> **Exercise aim**
Find the line that contains "You are given a photograph. For the small"; then retype it and each line after it, exactly, through the final line of the data below.

╭─ Data provided

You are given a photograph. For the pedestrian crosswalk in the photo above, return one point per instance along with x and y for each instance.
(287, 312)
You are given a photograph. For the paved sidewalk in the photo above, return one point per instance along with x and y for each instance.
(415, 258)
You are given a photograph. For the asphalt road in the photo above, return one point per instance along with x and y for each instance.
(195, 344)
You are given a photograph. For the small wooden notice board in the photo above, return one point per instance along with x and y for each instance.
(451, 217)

╰─

> **Answer to the problem**
You are given a photograph. For the small wooden notice board in the photo above, return one point per instance along with x and y for each instance.
(451, 217)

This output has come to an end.